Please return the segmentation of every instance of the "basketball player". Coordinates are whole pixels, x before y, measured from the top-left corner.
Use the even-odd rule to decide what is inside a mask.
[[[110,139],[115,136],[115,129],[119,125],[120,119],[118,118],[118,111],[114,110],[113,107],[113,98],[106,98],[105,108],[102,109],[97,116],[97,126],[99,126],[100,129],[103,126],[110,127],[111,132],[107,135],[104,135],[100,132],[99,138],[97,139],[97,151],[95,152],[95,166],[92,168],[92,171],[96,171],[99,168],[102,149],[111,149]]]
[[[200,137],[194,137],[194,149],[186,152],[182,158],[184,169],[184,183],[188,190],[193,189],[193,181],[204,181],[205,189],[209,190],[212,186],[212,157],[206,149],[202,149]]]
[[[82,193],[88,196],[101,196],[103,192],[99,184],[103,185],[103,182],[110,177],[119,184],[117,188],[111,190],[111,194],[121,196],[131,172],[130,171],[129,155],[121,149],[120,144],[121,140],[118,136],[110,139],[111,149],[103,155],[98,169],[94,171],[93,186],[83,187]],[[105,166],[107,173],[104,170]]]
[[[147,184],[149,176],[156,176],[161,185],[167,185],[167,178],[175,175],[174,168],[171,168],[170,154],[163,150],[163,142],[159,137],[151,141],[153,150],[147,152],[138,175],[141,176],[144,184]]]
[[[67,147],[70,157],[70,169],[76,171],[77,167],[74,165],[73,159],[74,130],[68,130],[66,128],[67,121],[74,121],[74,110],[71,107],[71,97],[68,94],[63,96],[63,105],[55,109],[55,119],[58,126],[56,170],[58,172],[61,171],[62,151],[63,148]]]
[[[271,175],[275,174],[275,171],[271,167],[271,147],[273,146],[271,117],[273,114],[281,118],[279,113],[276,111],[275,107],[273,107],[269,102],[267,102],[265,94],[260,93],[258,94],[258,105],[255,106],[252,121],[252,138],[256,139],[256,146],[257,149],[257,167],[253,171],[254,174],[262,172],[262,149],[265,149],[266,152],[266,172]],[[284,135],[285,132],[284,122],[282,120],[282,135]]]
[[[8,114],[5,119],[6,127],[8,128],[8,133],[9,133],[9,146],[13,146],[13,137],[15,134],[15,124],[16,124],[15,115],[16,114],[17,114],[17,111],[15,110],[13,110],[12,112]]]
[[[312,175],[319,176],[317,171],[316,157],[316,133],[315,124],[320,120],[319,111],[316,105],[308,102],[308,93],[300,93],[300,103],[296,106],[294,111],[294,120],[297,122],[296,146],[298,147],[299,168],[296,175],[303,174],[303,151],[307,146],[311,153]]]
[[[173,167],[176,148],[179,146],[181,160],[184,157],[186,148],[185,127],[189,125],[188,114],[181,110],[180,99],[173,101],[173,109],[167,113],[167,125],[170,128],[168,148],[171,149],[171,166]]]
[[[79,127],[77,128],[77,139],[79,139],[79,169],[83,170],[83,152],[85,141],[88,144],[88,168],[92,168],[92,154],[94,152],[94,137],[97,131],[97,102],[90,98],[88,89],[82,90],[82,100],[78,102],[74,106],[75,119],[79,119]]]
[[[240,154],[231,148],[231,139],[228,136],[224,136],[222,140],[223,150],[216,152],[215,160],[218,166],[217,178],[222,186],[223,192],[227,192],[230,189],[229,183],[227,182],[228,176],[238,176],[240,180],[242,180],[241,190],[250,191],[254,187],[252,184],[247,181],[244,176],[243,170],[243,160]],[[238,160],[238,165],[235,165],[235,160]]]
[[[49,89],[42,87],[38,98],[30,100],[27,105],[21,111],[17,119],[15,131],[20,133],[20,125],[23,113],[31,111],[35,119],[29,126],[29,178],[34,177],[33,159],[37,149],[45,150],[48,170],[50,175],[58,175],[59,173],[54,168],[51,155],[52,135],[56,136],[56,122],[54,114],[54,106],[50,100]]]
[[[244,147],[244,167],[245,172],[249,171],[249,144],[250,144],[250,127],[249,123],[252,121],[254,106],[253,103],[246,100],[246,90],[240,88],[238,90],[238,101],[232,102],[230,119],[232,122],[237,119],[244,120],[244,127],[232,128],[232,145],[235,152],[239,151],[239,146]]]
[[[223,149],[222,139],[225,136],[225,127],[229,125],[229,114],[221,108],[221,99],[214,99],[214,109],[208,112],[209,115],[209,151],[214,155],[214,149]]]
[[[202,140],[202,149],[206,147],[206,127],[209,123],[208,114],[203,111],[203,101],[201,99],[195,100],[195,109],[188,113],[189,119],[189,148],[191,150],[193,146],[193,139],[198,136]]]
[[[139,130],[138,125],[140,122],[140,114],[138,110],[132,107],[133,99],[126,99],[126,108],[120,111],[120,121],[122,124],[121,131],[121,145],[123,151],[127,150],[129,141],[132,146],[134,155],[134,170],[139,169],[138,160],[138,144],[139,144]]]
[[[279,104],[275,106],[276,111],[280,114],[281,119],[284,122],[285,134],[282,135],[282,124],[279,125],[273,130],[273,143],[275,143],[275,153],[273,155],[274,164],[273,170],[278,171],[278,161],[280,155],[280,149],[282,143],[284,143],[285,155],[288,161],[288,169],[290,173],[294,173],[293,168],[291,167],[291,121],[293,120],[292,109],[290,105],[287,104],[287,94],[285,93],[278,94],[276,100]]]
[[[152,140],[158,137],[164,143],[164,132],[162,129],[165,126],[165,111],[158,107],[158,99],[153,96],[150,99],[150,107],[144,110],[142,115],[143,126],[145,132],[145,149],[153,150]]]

◇ ◇ ◇ ◇

Convert the rows, starting at the first row and ending at the row containing "Use the even-odd", into a Markdown table with the columns Index and Content. Give each row's number under Index and its text under Content, and omit blank lines.

| Index | Content |
|---|---|
| 1 | Please return the segmentation of every instance of the "basketball player". Coordinates are whole pixels, x before y, measured from the top-left corner. |
| 2 | Use the even-odd rule to decide what is inside a mask. |